**WHAT IS EXPECTED:** Take the line that has "[indicate] the yellow" in it and every line after it to the end of the entries, and reproduce them exactly.

========================================

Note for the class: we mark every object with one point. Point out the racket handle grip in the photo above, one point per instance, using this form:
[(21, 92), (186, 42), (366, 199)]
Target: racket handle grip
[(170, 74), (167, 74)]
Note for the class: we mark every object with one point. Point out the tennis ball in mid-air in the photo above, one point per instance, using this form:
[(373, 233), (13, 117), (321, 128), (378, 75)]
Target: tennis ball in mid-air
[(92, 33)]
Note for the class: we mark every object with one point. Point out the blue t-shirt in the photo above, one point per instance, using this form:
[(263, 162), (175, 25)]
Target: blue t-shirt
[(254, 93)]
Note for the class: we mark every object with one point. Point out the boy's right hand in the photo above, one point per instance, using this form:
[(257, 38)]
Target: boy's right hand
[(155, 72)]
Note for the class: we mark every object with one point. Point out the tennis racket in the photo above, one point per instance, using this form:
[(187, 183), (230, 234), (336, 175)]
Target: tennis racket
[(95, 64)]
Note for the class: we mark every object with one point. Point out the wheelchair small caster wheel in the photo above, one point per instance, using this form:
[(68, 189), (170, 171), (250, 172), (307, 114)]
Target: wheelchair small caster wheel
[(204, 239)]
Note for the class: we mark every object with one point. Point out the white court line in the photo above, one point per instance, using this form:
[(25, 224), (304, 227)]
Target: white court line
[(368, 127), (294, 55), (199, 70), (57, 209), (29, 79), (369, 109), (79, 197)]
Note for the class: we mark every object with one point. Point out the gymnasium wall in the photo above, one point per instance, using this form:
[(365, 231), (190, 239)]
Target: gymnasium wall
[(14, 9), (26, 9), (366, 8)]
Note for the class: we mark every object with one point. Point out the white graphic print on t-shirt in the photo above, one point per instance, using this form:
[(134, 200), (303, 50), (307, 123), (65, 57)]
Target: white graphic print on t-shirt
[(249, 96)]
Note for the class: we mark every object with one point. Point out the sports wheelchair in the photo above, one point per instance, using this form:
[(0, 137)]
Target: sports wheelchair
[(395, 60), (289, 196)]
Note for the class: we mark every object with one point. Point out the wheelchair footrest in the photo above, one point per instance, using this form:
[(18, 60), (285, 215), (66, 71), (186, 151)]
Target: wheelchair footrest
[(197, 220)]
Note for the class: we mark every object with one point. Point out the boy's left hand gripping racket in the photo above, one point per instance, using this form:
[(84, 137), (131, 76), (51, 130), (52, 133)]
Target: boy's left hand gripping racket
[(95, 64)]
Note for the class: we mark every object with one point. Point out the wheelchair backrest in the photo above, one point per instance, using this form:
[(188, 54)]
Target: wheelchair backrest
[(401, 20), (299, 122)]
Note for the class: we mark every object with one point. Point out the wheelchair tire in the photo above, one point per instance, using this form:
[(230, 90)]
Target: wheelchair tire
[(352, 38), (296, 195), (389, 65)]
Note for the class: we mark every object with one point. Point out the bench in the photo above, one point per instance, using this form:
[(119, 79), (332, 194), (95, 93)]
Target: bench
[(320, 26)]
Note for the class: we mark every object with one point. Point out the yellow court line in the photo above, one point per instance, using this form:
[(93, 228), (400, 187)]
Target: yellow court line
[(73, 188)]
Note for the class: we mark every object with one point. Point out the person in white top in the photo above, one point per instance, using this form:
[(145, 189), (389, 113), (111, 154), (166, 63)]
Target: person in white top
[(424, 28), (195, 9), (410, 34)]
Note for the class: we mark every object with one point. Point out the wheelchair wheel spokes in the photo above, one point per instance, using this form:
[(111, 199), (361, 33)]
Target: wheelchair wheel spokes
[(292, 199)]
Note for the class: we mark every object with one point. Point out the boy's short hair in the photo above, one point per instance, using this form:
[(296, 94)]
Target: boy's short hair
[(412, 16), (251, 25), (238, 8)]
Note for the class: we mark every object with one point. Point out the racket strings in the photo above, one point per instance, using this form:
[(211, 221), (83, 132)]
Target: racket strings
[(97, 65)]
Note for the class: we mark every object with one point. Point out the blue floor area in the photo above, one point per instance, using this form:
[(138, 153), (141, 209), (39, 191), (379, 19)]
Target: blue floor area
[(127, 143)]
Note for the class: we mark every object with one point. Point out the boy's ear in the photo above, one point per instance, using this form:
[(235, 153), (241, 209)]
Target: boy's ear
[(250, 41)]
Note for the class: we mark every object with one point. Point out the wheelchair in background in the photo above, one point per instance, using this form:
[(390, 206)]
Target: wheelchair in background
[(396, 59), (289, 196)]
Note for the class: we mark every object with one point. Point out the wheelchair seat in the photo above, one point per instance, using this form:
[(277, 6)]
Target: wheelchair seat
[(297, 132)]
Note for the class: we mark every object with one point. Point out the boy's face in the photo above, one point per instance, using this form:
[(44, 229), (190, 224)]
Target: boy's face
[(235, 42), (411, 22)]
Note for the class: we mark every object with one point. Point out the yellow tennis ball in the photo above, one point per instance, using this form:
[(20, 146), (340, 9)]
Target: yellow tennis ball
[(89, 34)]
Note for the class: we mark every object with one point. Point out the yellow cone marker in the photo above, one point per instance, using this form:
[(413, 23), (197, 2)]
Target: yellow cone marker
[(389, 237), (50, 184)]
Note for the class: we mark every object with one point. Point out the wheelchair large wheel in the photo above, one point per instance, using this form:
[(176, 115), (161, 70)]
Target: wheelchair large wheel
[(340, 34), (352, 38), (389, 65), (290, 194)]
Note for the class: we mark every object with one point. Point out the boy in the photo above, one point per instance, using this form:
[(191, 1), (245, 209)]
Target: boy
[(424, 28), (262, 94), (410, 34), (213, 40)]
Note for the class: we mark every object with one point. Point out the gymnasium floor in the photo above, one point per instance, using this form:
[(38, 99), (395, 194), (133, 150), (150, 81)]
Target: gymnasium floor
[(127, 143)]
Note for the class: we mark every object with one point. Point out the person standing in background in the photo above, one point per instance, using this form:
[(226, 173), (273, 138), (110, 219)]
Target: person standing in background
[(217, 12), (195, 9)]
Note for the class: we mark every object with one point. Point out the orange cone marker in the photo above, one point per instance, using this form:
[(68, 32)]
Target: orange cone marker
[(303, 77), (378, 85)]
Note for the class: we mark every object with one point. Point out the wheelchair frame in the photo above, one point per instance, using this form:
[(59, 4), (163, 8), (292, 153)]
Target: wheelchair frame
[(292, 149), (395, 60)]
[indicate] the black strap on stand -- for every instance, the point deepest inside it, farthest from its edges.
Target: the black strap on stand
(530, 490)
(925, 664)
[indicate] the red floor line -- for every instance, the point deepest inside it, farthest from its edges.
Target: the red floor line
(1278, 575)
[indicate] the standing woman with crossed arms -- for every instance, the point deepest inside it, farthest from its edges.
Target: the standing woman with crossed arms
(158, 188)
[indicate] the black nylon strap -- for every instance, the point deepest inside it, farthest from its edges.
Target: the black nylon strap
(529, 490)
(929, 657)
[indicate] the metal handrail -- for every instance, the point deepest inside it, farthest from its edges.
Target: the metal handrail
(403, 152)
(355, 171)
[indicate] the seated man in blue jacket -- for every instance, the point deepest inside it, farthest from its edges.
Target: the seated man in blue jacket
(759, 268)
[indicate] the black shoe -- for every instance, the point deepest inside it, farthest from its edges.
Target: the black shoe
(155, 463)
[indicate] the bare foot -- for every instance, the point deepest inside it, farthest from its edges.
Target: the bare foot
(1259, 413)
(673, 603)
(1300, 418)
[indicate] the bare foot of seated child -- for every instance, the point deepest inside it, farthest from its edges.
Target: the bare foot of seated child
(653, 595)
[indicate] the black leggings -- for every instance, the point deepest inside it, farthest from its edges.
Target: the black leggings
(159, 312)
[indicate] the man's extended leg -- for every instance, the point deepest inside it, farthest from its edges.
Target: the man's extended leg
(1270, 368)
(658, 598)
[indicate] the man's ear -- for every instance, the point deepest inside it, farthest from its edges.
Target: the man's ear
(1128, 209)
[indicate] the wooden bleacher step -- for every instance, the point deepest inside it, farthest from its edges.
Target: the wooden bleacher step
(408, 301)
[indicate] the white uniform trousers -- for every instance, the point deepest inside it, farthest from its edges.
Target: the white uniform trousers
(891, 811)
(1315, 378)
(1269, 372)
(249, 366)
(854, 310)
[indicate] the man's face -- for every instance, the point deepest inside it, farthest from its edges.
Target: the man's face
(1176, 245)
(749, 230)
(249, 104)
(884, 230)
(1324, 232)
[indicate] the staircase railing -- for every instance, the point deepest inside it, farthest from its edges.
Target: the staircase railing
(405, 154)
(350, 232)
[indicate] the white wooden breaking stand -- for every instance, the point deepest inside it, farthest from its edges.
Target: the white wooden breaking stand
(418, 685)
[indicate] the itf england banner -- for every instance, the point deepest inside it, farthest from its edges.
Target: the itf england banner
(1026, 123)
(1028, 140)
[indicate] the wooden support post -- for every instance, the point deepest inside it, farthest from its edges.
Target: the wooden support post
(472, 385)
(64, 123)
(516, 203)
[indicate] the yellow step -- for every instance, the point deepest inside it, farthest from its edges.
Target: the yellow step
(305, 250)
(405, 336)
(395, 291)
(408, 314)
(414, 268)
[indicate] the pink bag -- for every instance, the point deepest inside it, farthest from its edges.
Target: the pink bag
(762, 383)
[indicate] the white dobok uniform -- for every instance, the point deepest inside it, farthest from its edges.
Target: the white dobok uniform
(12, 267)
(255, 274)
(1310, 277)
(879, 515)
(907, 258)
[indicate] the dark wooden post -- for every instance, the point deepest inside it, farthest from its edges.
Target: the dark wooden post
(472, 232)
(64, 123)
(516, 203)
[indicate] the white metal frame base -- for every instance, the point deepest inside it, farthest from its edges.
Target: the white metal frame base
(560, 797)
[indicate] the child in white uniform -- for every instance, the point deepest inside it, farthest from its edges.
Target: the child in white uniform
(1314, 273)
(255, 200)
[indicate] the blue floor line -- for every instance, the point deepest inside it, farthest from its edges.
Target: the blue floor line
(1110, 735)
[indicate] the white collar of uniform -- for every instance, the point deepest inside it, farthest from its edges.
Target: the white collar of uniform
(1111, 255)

========================================

**WORKED ANSWER:**
[indicate] the yellow step -- for every instance, the point deepest inside it, farthest from its edges.
Target: the yellow step
(305, 250)
(405, 336)
(395, 291)
(408, 314)
(414, 268)
[indicate] the pink bag -- for every instance, the point deepest inside it, farthest from its edges.
Target: the pink bag
(762, 383)
[indicate] the white dobok uniform -- for every instance, the point deepest inside it, farthest from its edges.
Target: the white dobok uniform
(12, 267)
(255, 274)
(1310, 277)
(879, 515)
(907, 258)
[indicate] the dark wooden post -- for every instance, the point deepest inside it, farthest from its edges.
Target: the dark wooden post
(472, 232)
(64, 123)
(516, 203)
[indicate] the white metal frame base -- for every instance, the point deepest inside it, farthest from its edges.
Target: the white metal frame base
(560, 797)
[indicate] the child in white uniform -- for every instance, the point deepest inside it, farthest from its edges.
Target: the child in white uniform
(1314, 273)
(255, 200)
[indicate] the blue floor line -- for every instance, the point deepest inside it, farthest from its edges.
Target: the blue floor line
(1110, 735)
[indicate] the white collar of uniform -- for every instance, the point deepest inside it, farthest from its edges.
Target: the white collar of uniform
(1111, 255)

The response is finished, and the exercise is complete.